**GOAL OF THE EXERCISE:** Reproduce the opening lines of the listing below exactly, stopping after the line that contains "Point to the man in dark suit, marking" and leaving out any pictures.
=======
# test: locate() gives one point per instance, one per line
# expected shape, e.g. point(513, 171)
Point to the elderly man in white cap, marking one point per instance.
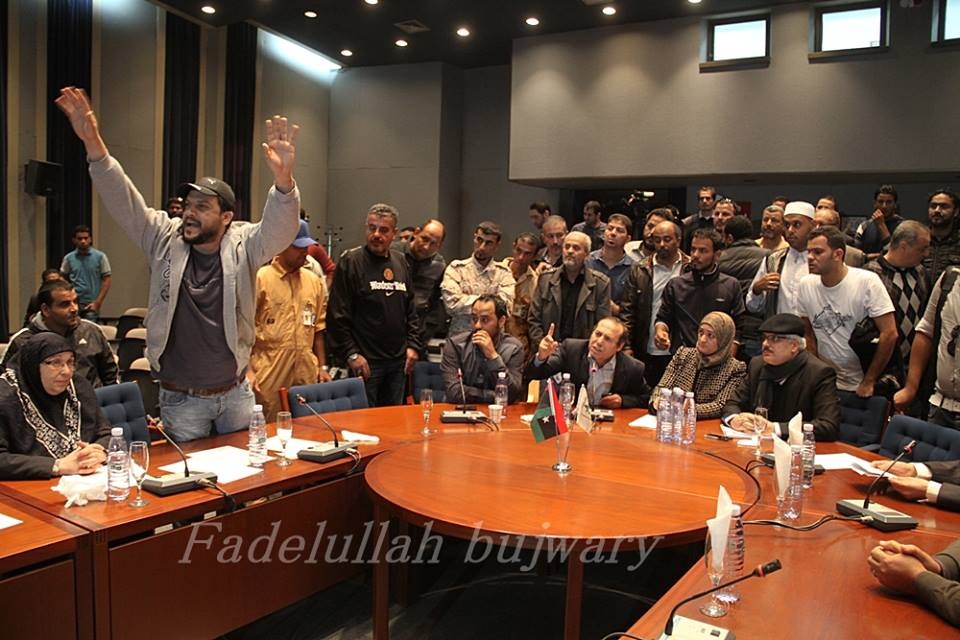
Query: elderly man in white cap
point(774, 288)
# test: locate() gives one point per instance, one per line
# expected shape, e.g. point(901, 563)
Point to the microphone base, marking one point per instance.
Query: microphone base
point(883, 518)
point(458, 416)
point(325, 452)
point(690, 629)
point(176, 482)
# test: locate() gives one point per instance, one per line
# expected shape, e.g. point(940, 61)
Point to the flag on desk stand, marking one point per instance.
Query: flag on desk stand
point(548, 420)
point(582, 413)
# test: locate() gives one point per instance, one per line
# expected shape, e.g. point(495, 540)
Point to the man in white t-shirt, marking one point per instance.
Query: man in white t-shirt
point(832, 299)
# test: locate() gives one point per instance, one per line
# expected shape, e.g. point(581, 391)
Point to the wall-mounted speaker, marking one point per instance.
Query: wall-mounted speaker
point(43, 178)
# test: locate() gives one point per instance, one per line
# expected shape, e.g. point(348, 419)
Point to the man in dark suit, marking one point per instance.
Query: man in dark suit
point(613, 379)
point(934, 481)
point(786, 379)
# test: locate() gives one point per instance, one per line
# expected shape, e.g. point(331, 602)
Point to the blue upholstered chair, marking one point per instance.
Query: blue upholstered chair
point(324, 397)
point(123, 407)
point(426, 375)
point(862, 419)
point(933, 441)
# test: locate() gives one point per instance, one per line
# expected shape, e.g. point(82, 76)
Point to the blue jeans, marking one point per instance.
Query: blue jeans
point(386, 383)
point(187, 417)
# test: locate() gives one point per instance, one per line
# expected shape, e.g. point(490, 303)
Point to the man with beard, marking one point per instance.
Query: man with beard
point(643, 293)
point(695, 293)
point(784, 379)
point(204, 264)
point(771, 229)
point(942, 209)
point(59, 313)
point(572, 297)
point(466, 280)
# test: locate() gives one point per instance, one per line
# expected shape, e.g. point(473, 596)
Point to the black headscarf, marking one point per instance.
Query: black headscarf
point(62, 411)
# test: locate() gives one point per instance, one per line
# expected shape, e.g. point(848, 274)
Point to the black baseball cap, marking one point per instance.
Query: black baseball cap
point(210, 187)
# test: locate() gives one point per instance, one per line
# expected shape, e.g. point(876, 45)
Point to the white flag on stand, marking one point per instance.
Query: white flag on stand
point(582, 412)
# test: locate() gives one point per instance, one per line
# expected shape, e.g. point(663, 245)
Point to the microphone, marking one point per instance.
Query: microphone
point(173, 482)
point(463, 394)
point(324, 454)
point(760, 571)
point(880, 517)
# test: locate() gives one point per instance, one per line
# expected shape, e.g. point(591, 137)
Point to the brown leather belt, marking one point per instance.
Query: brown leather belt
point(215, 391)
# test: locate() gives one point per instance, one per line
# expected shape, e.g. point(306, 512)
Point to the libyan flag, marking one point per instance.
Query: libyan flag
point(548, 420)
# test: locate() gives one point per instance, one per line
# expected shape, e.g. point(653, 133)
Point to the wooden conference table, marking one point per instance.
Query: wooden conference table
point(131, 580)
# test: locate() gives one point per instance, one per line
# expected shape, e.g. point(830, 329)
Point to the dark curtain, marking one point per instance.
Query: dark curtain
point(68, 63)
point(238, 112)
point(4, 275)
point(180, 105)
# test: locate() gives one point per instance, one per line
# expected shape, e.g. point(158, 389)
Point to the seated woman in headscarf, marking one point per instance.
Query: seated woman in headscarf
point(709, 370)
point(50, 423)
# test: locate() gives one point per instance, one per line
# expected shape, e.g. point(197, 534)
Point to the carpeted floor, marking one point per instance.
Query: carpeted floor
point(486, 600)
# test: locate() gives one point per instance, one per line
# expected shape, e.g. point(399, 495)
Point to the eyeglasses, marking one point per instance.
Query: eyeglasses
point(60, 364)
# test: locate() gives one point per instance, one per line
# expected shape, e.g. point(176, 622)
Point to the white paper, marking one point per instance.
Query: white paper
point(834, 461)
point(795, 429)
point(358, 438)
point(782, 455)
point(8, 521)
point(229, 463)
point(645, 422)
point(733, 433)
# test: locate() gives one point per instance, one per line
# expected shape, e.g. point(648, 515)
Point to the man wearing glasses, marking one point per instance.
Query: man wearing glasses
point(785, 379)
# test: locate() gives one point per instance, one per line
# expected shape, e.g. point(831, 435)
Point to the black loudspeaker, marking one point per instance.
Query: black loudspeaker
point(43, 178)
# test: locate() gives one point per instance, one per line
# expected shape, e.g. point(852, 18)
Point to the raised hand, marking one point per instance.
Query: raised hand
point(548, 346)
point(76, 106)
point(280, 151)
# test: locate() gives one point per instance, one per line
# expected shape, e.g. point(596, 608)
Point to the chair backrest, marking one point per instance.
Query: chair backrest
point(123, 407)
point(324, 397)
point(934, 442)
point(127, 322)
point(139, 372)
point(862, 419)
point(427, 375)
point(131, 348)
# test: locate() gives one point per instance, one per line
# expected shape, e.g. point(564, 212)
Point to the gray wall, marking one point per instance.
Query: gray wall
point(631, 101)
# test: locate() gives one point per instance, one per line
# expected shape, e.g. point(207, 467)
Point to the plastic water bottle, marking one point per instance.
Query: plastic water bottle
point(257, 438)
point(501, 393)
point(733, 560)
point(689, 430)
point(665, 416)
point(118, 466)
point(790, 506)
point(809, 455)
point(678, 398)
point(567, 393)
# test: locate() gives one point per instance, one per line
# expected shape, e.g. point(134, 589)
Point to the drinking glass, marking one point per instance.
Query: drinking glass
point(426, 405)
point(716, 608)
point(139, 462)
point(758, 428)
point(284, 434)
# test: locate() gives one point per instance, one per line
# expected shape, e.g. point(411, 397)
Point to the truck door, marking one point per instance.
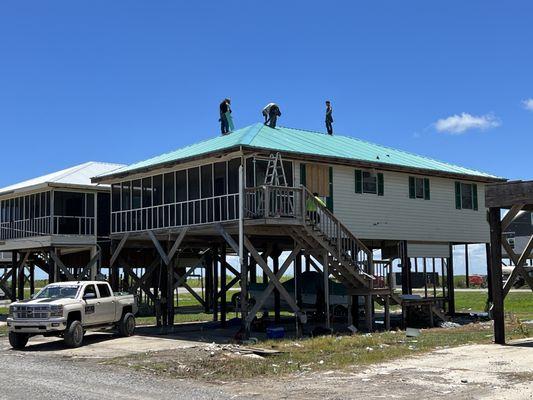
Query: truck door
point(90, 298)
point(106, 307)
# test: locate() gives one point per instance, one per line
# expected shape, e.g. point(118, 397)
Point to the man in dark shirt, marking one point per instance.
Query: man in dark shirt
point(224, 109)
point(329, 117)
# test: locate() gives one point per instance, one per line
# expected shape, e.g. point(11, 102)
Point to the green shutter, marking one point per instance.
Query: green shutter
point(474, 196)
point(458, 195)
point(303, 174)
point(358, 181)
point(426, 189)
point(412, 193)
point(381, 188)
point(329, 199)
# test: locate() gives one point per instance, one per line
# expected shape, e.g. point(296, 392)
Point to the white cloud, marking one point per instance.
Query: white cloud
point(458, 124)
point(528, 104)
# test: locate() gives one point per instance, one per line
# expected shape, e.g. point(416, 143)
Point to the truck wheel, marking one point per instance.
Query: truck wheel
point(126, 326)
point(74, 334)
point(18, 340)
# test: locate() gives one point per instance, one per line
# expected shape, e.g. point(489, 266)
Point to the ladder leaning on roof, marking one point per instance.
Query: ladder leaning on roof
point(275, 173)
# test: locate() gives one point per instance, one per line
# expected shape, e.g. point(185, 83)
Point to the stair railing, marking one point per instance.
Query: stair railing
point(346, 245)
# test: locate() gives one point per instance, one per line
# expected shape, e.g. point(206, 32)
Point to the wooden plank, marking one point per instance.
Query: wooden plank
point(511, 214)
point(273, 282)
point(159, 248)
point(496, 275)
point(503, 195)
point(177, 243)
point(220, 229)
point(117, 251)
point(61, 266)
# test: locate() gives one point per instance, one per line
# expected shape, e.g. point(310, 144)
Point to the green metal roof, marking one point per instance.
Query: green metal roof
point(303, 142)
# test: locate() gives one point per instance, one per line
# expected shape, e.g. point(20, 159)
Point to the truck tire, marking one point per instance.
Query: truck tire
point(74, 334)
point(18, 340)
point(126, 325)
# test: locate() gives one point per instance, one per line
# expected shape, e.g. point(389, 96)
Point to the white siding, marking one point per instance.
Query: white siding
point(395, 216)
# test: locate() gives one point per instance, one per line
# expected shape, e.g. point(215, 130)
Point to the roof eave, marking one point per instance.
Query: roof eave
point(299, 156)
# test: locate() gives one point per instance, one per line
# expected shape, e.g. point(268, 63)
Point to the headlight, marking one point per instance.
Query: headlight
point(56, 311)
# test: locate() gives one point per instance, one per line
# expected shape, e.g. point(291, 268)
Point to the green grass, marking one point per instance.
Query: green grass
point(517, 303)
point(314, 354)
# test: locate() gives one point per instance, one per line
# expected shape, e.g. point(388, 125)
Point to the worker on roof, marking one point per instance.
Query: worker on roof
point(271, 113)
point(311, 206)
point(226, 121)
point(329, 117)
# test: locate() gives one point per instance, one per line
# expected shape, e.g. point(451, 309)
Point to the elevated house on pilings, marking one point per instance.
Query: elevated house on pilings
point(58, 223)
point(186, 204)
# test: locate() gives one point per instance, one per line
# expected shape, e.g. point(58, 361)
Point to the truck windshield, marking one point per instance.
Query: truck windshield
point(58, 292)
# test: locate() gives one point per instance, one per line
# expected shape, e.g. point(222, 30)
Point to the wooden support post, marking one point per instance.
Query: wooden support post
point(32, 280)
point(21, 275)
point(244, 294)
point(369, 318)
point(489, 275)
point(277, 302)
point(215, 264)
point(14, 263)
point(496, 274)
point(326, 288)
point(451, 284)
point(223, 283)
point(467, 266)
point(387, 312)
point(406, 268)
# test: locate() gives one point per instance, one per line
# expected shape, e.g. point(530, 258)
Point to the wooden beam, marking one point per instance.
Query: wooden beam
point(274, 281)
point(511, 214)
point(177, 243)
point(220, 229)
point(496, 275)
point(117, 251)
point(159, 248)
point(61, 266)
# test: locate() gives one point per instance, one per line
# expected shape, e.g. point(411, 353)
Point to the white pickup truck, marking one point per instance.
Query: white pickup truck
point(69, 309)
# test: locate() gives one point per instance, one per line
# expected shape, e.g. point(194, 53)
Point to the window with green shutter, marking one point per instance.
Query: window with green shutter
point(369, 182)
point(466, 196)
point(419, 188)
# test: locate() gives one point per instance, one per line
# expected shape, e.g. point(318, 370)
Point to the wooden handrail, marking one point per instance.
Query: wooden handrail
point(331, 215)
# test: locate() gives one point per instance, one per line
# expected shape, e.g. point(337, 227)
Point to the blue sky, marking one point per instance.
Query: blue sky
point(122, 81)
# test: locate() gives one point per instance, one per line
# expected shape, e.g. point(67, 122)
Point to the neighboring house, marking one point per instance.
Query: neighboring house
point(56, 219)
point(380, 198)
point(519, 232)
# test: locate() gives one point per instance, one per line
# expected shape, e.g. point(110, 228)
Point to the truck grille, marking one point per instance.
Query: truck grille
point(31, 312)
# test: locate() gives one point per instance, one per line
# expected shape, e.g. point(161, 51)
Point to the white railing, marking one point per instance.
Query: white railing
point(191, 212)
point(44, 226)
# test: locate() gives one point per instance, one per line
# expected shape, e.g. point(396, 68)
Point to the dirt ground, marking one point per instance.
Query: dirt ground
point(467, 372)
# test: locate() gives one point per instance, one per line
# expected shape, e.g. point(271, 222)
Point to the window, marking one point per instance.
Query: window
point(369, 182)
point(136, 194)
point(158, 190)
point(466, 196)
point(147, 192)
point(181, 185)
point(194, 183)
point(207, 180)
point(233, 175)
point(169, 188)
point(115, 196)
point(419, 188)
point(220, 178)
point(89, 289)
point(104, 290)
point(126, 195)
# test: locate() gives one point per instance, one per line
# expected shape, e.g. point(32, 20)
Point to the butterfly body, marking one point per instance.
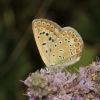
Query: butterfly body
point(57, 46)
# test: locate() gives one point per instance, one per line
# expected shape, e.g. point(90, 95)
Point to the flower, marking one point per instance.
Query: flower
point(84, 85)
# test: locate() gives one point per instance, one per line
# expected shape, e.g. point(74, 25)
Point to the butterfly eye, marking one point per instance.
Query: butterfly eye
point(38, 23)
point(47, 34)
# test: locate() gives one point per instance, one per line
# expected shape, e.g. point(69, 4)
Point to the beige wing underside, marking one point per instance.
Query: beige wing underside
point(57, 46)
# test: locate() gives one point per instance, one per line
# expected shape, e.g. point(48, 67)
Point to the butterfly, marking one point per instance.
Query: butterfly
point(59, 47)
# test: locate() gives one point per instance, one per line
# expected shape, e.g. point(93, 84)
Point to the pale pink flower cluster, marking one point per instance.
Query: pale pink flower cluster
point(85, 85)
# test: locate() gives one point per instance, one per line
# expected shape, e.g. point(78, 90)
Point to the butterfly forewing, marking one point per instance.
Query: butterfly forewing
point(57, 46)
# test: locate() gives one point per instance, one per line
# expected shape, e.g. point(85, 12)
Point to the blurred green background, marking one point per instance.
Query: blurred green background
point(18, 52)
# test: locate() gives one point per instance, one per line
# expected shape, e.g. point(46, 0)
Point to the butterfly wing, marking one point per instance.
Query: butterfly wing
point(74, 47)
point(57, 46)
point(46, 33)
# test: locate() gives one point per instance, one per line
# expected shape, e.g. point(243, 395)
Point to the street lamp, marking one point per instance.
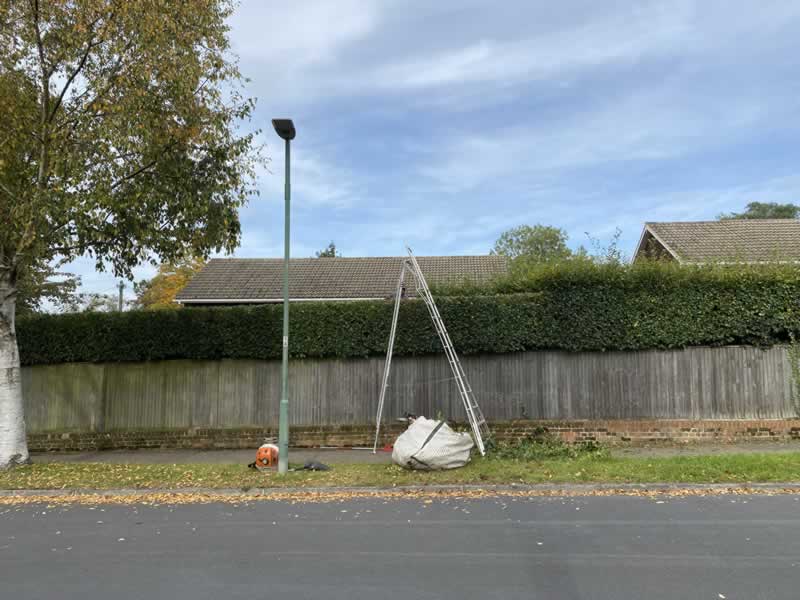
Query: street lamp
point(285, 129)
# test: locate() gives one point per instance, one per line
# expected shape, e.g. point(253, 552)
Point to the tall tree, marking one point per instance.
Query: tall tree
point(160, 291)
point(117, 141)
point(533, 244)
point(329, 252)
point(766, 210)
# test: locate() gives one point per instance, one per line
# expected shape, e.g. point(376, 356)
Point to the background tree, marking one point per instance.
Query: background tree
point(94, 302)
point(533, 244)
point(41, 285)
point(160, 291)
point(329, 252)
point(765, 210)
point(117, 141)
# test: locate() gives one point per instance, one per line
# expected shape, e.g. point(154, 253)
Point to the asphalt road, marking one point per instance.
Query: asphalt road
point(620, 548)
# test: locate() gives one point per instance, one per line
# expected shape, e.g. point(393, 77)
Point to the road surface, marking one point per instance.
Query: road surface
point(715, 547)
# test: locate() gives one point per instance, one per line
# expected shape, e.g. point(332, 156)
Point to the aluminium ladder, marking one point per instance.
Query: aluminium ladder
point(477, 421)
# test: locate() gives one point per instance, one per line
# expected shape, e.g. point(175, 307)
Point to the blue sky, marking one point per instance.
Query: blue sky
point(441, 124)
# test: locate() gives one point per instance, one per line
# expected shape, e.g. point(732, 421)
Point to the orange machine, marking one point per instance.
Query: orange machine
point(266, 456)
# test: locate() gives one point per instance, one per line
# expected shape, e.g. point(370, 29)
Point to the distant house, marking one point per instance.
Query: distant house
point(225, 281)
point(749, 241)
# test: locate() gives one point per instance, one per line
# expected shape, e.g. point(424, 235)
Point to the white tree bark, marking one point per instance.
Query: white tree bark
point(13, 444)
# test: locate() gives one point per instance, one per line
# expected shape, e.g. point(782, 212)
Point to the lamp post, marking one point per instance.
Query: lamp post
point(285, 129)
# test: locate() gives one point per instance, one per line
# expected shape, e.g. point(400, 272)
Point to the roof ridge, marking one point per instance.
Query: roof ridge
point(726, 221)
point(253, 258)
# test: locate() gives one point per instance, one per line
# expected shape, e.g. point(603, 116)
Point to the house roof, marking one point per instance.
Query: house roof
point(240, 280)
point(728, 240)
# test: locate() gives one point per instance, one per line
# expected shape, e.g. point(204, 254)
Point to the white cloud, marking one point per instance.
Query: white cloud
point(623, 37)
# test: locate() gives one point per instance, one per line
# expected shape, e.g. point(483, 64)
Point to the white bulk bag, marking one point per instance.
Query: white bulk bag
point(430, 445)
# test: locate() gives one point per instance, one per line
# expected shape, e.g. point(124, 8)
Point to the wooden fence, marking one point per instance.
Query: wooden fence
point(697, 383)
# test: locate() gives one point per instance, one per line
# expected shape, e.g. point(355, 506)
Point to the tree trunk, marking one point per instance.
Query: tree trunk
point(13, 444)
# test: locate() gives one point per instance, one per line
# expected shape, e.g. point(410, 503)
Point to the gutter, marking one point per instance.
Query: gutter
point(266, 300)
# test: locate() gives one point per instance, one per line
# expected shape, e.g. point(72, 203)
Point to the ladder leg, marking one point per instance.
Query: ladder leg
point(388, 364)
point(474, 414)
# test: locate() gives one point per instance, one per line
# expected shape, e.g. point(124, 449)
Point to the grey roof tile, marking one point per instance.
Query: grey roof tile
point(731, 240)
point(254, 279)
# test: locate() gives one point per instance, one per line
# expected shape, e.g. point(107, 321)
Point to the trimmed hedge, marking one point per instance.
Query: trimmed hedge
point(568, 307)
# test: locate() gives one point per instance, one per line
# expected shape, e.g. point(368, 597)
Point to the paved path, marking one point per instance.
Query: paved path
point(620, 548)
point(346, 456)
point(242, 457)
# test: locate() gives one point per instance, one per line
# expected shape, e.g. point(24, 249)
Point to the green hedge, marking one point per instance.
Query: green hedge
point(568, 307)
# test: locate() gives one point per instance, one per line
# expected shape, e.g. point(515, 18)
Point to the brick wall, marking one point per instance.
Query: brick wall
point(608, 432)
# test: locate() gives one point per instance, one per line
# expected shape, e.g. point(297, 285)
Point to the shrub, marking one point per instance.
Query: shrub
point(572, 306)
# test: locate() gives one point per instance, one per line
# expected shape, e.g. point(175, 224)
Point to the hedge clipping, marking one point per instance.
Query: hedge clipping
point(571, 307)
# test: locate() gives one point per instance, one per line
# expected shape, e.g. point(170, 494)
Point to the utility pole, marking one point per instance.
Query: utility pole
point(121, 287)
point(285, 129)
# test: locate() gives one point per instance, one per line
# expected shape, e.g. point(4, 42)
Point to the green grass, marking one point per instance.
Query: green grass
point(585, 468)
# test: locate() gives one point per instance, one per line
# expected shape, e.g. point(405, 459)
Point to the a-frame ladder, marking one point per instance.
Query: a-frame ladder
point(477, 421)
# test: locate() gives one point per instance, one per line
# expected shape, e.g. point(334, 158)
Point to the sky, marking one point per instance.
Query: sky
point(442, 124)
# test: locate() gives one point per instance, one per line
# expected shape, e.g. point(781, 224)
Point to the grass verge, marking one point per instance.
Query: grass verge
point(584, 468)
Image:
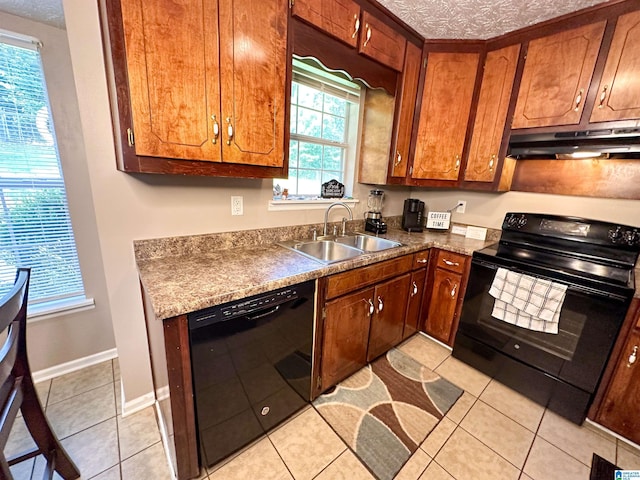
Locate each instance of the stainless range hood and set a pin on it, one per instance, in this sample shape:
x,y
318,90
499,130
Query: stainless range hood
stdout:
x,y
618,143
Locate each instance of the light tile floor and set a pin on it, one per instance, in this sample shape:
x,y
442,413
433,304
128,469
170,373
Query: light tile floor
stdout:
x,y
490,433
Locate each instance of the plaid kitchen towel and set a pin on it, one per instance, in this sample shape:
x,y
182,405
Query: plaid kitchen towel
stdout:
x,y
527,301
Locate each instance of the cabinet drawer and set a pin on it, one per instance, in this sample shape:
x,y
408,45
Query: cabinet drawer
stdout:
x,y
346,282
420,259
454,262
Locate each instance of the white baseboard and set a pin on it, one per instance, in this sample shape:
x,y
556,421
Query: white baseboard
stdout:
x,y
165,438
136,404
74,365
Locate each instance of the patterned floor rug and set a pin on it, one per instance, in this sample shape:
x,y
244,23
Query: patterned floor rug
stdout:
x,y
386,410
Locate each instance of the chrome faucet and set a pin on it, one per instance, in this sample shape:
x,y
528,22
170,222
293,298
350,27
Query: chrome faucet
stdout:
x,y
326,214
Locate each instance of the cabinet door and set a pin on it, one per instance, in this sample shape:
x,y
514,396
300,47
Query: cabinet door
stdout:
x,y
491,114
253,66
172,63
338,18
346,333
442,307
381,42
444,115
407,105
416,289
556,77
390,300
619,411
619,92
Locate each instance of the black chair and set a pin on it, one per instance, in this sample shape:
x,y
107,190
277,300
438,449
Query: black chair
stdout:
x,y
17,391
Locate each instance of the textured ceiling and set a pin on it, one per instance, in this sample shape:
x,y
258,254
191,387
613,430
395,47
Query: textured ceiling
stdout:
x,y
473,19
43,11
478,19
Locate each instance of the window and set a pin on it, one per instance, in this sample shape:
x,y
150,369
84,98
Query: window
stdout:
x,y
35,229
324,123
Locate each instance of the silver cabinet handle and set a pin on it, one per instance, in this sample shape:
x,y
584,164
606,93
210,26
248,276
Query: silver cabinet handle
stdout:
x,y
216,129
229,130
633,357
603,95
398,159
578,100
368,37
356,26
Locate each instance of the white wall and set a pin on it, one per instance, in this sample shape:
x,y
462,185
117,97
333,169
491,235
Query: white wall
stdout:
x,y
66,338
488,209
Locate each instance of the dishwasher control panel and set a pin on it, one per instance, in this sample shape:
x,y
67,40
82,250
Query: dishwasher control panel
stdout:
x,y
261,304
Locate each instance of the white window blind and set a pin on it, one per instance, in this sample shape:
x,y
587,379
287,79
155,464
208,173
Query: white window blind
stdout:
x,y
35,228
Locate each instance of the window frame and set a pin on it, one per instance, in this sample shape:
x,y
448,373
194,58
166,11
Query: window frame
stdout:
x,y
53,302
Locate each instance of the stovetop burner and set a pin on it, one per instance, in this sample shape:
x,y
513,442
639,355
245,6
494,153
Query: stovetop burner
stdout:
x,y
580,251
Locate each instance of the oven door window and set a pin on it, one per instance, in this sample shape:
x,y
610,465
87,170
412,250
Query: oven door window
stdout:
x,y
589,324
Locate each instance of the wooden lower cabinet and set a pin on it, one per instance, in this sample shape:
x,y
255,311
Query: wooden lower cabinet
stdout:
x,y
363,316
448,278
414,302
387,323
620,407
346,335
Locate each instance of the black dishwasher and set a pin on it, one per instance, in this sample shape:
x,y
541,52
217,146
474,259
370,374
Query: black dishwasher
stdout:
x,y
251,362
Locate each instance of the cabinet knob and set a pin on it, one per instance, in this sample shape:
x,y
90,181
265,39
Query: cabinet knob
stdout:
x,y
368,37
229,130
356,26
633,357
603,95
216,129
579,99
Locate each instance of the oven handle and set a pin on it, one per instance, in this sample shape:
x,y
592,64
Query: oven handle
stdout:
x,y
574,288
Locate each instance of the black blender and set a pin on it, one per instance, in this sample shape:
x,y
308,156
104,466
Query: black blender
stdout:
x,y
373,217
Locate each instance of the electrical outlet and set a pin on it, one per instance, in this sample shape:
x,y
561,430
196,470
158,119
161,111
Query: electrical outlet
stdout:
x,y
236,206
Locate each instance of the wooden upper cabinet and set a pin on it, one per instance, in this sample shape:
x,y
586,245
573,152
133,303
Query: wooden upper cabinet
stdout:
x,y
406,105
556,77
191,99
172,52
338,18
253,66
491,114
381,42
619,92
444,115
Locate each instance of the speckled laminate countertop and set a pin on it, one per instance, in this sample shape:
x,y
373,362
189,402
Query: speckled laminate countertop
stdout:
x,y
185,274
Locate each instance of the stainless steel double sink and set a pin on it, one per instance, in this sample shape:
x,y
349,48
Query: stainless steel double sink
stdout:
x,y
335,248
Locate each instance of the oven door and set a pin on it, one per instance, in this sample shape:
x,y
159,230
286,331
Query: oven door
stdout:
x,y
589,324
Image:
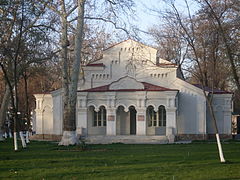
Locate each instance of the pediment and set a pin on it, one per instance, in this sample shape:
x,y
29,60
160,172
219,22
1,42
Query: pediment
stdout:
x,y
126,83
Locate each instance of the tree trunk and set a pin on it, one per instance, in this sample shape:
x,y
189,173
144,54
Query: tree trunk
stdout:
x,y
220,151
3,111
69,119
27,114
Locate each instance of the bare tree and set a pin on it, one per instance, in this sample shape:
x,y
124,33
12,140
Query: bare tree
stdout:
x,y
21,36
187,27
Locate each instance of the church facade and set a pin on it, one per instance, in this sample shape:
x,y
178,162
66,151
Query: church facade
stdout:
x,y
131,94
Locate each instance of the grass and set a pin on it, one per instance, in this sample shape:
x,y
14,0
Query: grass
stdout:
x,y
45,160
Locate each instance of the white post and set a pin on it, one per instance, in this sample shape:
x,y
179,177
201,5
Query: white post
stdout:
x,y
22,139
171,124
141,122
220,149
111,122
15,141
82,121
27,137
=======
**RESULT:**
# test: locate() gives one point per instance, one per line
# expected shape, e.g. point(513, 171)
Point to the elderly man in white cap, marking one point per instance.
Query: elderly man in white cap
point(774, 288)
# test: locate() gives one point per instance, one per line
# expected shape, e.g. point(901, 563)
Point to the microphone base, marking one point per instance.
Query: microphone base
point(883, 518)
point(458, 416)
point(325, 452)
point(690, 629)
point(176, 482)
# test: locate() gives one point per instance, one per line
# expected shape, e.g. point(940, 61)
Point to the flag on desk stand, marking one point per instance.
Query: flag on desk stand
point(548, 420)
point(582, 413)
# test: locate() gives one point per instance, one per line
# expected shape, e.g. point(495, 540)
Point to the man in white t-shirt, marking one point per instance.
Query: man in white t-shirt
point(832, 299)
# test: locate() gives one point per instance, one per line
# expected shape, e.g. point(581, 391)
Point to the wall-mounted speaker, marking one point per instance.
Query: wall-mounted speaker
point(43, 178)
# test: locate() gives one point per instance, one per line
# expected shape, e.g. point(348, 419)
Point to the man in dark suit, marking one point per instance.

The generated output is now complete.